Reproduce the listing below word for word, starting at the line that contains "In this exercise you will mark the dense" and continuing through its final line.

======== STORED ROWS ========

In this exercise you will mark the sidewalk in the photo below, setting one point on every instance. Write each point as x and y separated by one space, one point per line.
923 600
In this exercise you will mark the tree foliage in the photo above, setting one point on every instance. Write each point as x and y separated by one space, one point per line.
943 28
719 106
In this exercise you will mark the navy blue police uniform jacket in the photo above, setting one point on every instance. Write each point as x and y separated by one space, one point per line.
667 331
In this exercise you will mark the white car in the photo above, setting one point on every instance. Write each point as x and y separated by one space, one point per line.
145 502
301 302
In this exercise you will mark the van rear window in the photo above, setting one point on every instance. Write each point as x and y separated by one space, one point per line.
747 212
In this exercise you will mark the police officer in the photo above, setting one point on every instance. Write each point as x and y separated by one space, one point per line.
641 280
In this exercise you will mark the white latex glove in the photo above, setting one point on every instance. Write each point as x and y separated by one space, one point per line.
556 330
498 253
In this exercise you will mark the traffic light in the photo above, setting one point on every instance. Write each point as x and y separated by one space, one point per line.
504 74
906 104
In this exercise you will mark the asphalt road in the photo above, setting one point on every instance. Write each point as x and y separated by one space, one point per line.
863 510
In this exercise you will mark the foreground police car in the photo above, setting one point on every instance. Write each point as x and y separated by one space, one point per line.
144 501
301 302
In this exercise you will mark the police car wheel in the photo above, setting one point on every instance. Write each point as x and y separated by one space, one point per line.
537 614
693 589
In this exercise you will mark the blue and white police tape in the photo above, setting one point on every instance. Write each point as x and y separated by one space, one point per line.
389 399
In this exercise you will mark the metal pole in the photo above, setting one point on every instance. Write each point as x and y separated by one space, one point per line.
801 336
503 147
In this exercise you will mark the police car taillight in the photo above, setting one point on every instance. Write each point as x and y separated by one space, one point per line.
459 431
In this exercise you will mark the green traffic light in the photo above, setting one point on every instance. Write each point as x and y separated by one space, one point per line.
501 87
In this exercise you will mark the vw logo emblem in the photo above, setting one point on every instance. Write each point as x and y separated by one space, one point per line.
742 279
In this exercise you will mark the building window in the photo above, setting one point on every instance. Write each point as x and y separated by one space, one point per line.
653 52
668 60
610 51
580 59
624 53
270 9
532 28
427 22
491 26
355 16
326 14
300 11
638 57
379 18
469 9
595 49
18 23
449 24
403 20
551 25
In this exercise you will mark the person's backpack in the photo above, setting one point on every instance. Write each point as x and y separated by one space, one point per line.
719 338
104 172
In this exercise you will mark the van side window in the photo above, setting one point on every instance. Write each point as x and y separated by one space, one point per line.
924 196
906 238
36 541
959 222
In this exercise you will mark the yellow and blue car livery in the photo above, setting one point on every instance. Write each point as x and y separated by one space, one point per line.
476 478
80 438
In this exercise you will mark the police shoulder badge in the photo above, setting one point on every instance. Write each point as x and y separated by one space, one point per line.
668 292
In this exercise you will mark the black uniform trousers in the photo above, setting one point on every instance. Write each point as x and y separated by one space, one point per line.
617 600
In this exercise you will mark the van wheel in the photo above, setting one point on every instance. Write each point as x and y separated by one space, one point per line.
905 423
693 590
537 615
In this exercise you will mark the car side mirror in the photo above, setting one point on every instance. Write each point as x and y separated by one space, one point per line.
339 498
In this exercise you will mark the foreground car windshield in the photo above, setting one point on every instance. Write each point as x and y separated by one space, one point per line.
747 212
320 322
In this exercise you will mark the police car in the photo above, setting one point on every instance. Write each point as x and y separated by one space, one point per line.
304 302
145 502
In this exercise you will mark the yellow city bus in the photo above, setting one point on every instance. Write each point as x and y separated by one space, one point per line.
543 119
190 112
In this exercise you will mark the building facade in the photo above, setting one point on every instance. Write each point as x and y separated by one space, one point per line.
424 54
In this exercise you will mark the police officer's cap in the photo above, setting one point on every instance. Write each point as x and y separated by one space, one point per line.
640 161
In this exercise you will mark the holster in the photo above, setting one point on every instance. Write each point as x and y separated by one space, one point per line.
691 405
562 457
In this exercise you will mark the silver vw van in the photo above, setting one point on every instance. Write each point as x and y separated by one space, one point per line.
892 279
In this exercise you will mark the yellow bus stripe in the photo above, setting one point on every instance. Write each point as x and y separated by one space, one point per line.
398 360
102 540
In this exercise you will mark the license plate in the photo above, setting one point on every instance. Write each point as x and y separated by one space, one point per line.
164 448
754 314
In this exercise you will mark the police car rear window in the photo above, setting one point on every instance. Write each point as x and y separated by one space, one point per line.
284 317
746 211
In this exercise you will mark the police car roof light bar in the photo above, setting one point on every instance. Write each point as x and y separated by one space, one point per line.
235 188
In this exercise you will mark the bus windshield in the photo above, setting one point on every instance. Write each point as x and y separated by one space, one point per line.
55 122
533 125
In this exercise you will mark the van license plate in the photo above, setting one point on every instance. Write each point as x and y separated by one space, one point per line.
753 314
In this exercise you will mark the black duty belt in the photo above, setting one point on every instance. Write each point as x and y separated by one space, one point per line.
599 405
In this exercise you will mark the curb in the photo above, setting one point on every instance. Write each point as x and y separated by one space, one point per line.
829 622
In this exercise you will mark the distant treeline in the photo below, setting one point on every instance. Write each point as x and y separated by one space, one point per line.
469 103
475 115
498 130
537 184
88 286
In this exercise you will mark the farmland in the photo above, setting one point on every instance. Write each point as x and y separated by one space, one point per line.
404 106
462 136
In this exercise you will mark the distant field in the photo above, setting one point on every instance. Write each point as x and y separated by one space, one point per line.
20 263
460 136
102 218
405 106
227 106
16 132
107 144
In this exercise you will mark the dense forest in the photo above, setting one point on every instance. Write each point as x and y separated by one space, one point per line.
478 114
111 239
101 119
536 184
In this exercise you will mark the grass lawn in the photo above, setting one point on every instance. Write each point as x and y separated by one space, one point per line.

========

● **SOLUTION TO THE PROBLEM**:
In this exercise you will mark the dense forest in the photo above, setting one point on every instance. Write each point as x and y separated by one space, one point per line.
478 114
111 239
101 119
536 184
In this exercise you will mark the grass lawn in the photo above, setting one point on every instance. Write each point as x and y separated by one space, one point per line.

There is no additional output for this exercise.